** Opening DATA SHOWN block **

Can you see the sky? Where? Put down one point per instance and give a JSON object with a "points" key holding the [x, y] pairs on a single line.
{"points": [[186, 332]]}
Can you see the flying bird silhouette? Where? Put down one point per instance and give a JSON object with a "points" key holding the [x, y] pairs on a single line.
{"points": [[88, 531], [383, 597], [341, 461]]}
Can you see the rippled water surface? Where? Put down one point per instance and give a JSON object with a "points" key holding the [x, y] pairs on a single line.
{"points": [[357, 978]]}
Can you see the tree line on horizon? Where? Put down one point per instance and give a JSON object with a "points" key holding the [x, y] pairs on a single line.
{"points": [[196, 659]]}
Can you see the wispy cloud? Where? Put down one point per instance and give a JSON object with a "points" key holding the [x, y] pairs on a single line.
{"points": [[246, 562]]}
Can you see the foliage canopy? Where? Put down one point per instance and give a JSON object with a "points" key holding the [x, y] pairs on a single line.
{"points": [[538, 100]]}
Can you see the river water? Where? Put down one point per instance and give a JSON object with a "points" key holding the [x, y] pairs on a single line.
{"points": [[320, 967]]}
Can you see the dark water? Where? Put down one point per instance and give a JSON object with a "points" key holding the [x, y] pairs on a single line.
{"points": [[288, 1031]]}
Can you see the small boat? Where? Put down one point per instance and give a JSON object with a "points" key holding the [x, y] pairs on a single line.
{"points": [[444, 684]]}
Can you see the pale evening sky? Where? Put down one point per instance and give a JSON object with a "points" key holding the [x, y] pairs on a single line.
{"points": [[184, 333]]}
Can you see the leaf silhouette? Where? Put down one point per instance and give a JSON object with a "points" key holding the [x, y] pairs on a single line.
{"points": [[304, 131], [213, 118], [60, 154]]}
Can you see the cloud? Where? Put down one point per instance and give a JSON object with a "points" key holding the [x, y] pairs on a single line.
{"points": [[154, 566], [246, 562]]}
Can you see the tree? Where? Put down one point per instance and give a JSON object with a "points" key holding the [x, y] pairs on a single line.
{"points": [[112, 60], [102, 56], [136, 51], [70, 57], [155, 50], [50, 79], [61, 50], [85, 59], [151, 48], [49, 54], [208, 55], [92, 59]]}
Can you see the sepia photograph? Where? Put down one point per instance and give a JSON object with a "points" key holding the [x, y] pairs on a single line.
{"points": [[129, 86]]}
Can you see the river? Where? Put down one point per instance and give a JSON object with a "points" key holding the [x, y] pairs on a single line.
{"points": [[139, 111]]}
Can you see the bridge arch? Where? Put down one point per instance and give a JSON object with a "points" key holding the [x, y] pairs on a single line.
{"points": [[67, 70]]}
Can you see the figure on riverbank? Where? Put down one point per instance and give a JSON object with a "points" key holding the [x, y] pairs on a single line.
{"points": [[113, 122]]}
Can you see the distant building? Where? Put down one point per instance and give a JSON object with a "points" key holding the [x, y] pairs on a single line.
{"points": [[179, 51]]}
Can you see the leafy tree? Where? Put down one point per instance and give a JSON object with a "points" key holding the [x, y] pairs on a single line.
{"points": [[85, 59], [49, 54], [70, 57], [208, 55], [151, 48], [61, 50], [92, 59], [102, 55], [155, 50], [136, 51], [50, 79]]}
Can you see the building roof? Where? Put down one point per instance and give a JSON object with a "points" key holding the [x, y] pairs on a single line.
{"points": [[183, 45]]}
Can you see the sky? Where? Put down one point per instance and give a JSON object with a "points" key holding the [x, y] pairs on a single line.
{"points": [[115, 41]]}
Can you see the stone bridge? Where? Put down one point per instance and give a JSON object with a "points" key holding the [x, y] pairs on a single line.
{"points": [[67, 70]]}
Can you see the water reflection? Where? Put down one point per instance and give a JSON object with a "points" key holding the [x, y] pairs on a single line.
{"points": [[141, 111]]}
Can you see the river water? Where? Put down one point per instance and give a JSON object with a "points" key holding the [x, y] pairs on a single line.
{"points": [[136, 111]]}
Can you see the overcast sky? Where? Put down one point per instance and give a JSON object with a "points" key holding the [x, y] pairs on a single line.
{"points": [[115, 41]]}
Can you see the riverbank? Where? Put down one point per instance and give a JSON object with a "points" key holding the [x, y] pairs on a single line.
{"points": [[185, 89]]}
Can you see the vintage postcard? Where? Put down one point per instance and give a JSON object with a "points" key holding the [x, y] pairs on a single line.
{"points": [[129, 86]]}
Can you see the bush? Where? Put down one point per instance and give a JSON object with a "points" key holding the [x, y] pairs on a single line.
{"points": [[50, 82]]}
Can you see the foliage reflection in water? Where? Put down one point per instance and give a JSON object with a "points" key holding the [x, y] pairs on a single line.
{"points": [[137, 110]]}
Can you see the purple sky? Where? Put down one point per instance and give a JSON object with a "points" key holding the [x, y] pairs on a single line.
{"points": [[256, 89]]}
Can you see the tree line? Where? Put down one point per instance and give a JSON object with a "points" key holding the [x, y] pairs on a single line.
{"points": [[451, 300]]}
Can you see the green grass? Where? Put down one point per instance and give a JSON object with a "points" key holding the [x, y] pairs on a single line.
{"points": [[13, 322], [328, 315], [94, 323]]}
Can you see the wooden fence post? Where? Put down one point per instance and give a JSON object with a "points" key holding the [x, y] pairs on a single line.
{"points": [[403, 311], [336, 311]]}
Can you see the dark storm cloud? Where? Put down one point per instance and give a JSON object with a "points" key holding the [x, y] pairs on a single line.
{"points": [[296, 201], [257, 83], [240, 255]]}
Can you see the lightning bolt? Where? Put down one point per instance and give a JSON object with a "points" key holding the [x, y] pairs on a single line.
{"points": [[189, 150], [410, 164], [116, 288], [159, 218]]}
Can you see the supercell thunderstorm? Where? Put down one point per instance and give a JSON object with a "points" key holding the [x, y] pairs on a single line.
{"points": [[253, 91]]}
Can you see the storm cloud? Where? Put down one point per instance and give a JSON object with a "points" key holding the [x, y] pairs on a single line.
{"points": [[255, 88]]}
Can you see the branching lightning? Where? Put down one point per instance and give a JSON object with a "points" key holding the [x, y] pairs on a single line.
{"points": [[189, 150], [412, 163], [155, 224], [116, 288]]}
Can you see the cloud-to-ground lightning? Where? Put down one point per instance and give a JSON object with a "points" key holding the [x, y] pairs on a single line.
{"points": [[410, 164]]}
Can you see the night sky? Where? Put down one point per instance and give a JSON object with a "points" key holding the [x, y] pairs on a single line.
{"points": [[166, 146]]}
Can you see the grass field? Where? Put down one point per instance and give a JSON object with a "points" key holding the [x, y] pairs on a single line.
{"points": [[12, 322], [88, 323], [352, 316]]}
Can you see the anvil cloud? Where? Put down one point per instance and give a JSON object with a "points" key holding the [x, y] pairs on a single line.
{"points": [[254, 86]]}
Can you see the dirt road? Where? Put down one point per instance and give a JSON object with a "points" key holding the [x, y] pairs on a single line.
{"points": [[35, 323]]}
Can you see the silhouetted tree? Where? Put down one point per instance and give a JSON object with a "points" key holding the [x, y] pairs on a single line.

** Closing DATA SHOWN block **

Repeat each entry above exactly as shown.

Can you see the sky? Where? Put down one point per instance and give a JSON object with a "points" key holding the [x, y] pairs on a single line.
{"points": [[186, 332]]}
Can you see the flying bird silhouette? Where? Put down one point per instance and give a JSON object with a "points" key holding the [x, y] pairs on a single line.
{"points": [[88, 531], [383, 597], [341, 461]]}
Can you see the rippled water surface? Where? Put down one point per instance and give a JSON object with a "points" key holding the [x, y] pairs on a single line.
{"points": [[357, 978]]}
Can you see the tree line on horizon? Where? Put down one point per instance and give a JSON object with a "points" key holding the [x, y] pairs on a single line.
{"points": [[196, 659]]}
Can you see the wispy cloud? Where? Put down one point per instance and give a JSON object with a "points" key holding the [x, y] pairs on a single line.
{"points": [[246, 562]]}
Can you see the foliage canopy? Where? Put down one point per instance and give a JSON object with a "points" key holding the [x, y] pairs on a single line.
{"points": [[538, 100]]}
Can you see the river water? Where? Put down one point per instance and give a JSON object with a "points" key holding the [x, y] pairs on a single line.
{"points": [[320, 967]]}
Can you see the dark water? Where? Put down one point per instance and give a JSON object with a "points" key holding the [x, y] pairs on a single line.
{"points": [[288, 1031]]}
Can you see the small boat? Where? Put down one point per instance and give a JSON object with a "points" key holding the [x, y] pairs on a single line.
{"points": [[444, 684]]}
Can you see the pale evening sky? Where? Put down one point per instance and give a JSON object with a "points" key holding the [x, y] pairs on a single line.
{"points": [[184, 333]]}
Can you see the leaf silhouette? Where? Put down one point per instance and give a JSON object with a "points" key holding the [x, y] pairs on a single line.
{"points": [[304, 131], [213, 118], [60, 154]]}
Can you see the cloud? Where? Put down one point per instance and give a JSON object with a "points" key holding the [x, y] pairs on a single line.
{"points": [[154, 566], [246, 562]]}
Can you see the tree? Where? Put down one point per instance and give a JSON object with a "points" key holding the [x, y] pairs on a single line.
{"points": [[112, 60], [102, 56], [136, 51], [70, 57], [155, 50], [50, 79], [61, 50], [85, 59], [151, 48], [49, 54], [208, 55], [92, 59]]}
Can you see the sepia photograph? Where? Put down one point per instance and give a JSON object with a "points" key holding the [x, y] pairs on a single line.
{"points": [[129, 86]]}
Can you see the river? Where? Put down one point per instance and give a JSON object with a "points" key holding the [x, y] pairs on a single line.
{"points": [[139, 111]]}
Can you see the bridge arch? Where? Put down one point per instance and give a JSON object with a "points" key holding the [x, y] pairs on a single line.
{"points": [[67, 70]]}
Can you see the figure on riverbank? Where? Put down one point per instance and give a JSON object with a "points" key holding the [x, y] pairs on a single line.
{"points": [[113, 122]]}
Can you see the distant building? Where? Put down one point per instance and give a JSON object with a "points" key holding the [x, y] pairs on a single line.
{"points": [[179, 51]]}
Can you see the leafy tree? Where? Put down one point per instance and give a JSON object with a "points" key holding the [x, y] pairs on a single line.
{"points": [[85, 59], [49, 54], [70, 57], [208, 55], [151, 48], [61, 50], [92, 59], [102, 55], [155, 50], [136, 51], [50, 79]]}
Can you see the building roof? Where? Put down one point per instance and give a JSON object with a "points" key holding the [x, y] pairs on a single line.
{"points": [[183, 45]]}
Can you see the sky? Where? Put down one point per instance and give a JSON object with a "points" key holding the [x, y] pairs on a single line.
{"points": [[115, 41]]}
Can you see the stone bridge? Where? Put down one point per instance and give a JSON object with a "points" key holding the [x, y] pairs on a single line.
{"points": [[67, 70]]}
Can you see the water reflection? Where? Put down one point per instance and give a JSON object with a "points" key holding the [x, y] pairs on a single line.
{"points": [[141, 111]]}
Can you see the river water? Where? Put down one point per instance and give a JSON object with a "points" key holding the [x, y] pairs on a single line.
{"points": [[136, 111]]}
Can you see the overcast sky? Where? Put down one point per instance and give a JSON object with a "points" key holding the [x, y] pairs on a single line.
{"points": [[115, 41]]}
Can you see the riverbank? Where? Put down one point per instance and give a JSON object with a "points" key holding the [x, y] pairs on a single line.
{"points": [[185, 89]]}
Can you see the vintage postcard? Where? Put down one point per instance and give a JSON object with a "points" key holding the [x, y] pairs on a single line.
{"points": [[129, 86]]}
Can you see the bush? Where? Put down one point per instance and give a JSON object with a "points" key holding the [x, y] pairs on a single line.
{"points": [[50, 82]]}
Can you see the foliage reflection in water? Where? Put down one point per instance and give a JSON object with a "points" key holding the [x, y] pairs on a single line.
{"points": [[137, 110]]}
Can you see the purple sky? Where? Put down one point per instance and give a JSON object with a "points" key holding the [x, y] pairs on a single line.
{"points": [[256, 89]]}
Can you see the tree line? Where? Put down one point per instance and give a JSON object with a "points" key holding the [x, y] pairs on a single line.
{"points": [[451, 300]]}
Can you see the green grass? Where? Put down one point per instance and give a JSON object with a "points" key holding the [x, y] pairs on a single line.
{"points": [[13, 322], [328, 315], [94, 323]]}
Can you see the wooden fence post? Where? Put down one point per instance and give a JSON object with a "points" key holding the [x, y] pairs on a single line.
{"points": [[403, 311], [336, 311]]}
Can you see the dark storm cloud? Where? Put down one point per instance and give a JSON object with a "points" key holding the [x, y] pairs on a single line.
{"points": [[296, 201], [257, 83], [240, 255]]}
Can you see the lightning bolt? Where? Put down one point per instance and give a JSON object with a "points" key holding the [x, y] pairs on a single line.
{"points": [[189, 150], [410, 164], [116, 288], [159, 218]]}
Can you see the supercell thunderstorm? Where? Put down one point per instance and give a JSON object with a "points" key holding the [x, y] pairs on a single line.
{"points": [[253, 91]]}
Can you see the storm cloud? Where? Put down one point per instance and give a JSON object with a "points" key holding the [x, y] pairs on a single line.
{"points": [[255, 88]]}
Can you see the branching lightning? Where? Put down one point per instance and give a JSON object with a "points" key holding the [x, y] pairs on a single line.
{"points": [[189, 150], [412, 163], [155, 224], [116, 288]]}
Can you see the cloud-to-ground lightning? Where? Put down one point per instance and give a JSON object with a "points" key holding the [x, y] pairs on a single line.
{"points": [[410, 164]]}
Can you see the night sky? Where? Put down one point per instance and give a JSON object with a "points" key holding the [x, y] pairs on a single line.
{"points": [[166, 146]]}
Can you see the grass field? Where? Put down one point per instance and give a JSON object with a "points" key holding the [x, y] pairs on a single line.
{"points": [[12, 322], [88, 323], [352, 316]]}
Can you see the anvil cloud? Where? Put down one point per instance and give a JSON object with a "points" key holding the [x, y] pairs on a single line.
{"points": [[254, 86]]}
Can you see the dirt road? Where? Put down one point per instance and give a JSON object with a "points" key holding the [x, y] pairs on a single line.
{"points": [[35, 323]]}
Can you see the silhouetted tree? Where? Put down one point per instance and give a JSON object with a "points" key holding the [x, y] pairs on a single line.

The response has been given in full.